ACTION ITEM >>
Reproduce the data that follows precisely.

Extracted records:
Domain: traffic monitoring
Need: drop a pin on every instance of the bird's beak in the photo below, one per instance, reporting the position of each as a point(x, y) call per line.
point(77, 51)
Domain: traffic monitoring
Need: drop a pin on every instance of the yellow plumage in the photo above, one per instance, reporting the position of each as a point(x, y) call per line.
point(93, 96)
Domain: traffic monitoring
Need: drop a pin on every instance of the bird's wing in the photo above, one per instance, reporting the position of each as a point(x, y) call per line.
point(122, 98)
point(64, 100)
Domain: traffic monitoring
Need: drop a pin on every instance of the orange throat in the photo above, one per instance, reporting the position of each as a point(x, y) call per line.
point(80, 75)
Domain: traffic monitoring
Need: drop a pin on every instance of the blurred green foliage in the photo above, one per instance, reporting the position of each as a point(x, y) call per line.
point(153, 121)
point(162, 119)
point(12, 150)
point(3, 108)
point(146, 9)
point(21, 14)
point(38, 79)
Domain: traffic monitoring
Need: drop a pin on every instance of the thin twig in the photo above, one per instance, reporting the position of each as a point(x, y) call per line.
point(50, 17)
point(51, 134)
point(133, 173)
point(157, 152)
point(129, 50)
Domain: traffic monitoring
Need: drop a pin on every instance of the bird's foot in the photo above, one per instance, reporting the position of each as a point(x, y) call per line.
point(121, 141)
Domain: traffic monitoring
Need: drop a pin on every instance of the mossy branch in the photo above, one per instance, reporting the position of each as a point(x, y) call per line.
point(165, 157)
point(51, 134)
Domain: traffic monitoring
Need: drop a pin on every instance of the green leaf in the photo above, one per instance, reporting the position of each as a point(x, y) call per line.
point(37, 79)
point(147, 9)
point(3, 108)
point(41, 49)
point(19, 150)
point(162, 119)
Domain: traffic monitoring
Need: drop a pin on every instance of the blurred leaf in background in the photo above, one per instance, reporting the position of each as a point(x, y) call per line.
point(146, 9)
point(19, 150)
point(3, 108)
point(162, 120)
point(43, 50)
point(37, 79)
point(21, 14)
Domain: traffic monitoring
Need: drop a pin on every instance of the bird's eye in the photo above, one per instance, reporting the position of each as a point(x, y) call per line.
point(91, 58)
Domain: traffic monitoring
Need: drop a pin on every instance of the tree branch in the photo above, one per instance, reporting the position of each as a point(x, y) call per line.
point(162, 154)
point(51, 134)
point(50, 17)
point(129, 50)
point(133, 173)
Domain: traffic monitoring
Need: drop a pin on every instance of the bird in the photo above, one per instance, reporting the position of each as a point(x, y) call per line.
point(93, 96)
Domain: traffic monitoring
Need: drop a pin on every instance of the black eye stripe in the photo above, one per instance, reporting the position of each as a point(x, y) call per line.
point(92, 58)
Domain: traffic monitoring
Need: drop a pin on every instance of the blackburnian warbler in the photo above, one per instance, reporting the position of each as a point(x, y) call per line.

EXERCISE RESULT >>
Domain: traffic monitoring
Need: drop a pin on every instance of the bird's beak in the photo below, one per instance, reporting the position of each as a point(x, y) call per line.
point(77, 51)
Domain: traffic monitoring
Need: drop a pin on every instance of the yellow plumage in the photo above, one per instance, reporting the position of each as a point(x, y) call per line.
point(93, 96)
Domain: traffic monitoring
Need: drop a pin on every instance of the bird's wing in the photo above, one per instance, reporting the position of each as a point(x, y) call per line.
point(122, 98)
point(64, 100)
Domain: traffic monitoring
Need: drop a pin on every instance of the orange throat in the photo above, one per instance, reporting the position of each as a point(x, y) call per line.
point(80, 75)
Domain: traffic monitoring
Need: drop a pin on every instance of the blurred green foliage in the photo above, one per instance, reporting the position of each as a point(x, y) call per line.
point(153, 121)
point(162, 119)
point(12, 150)
point(3, 108)
point(146, 9)
point(21, 14)
point(38, 79)
Domain: traffic monitoring
Need: drop a pin on every instance of the thin twig in the photo above, one per instance, reporting the position of each as a point(x, y) call per line.
point(50, 17)
point(51, 134)
point(133, 173)
point(157, 152)
point(129, 50)
Domain: traffic monitoring
Need: drop a pin on every instance of the bird's foot in the photo above, one per instance, reporting the position of each as a point(x, y) call per line.
point(121, 141)
Domain: traffic monitoring
Need: drop a pin on every instance of the mossy branch in the photo above, one per instance, reporting the position of each as a point(x, y) call per line.
point(165, 157)
point(51, 134)
Domain: traffic monitoring
Need: drop a pin on every instance of the green leaf in the photo above, one per instance, reporting the position of each as a point(x, y) call per line.
point(37, 79)
point(147, 9)
point(3, 108)
point(41, 49)
point(19, 150)
point(162, 119)
Domain: traffic monitoring
Need: drop a pin on every instance of the blurred leaf in background in the photo above, one per instance, reporting the position of each as a point(x, y) call per line.
point(146, 9)
point(19, 150)
point(3, 108)
point(162, 120)
point(43, 50)
point(37, 79)
point(21, 14)
Domain: traffic monitoring
Need: drop a pin on every instance of the bird's eye in the photo above, one per instance, reporting the position of each as a point(x, y) call per line.
point(91, 58)
Domain: traffic monitoring
Need: drop a pin on every instance of the tree branch in the photo above, one per instance, reporting the position of each as a point(x, y) call per line.
point(162, 154)
point(51, 134)
point(50, 17)
point(129, 50)
point(133, 173)
Domain: traffic monitoring
Need: drop a pin on every instance of the bird in the photo above, one per instance, reporting the position of each as a point(x, y) call per line.
point(93, 96)
Domain: traffic monitoring
Need: drop a pin on every instance of the black eye stripe in the photo above, one per instance, reporting the position of each as a point(x, y) call per line.
point(92, 58)
Domain: traffic monitoring
Need: drop a pin on every instance of the blackburnian warbler in the photo above, one per instance, reporting the position of each as a point(x, y) call per line.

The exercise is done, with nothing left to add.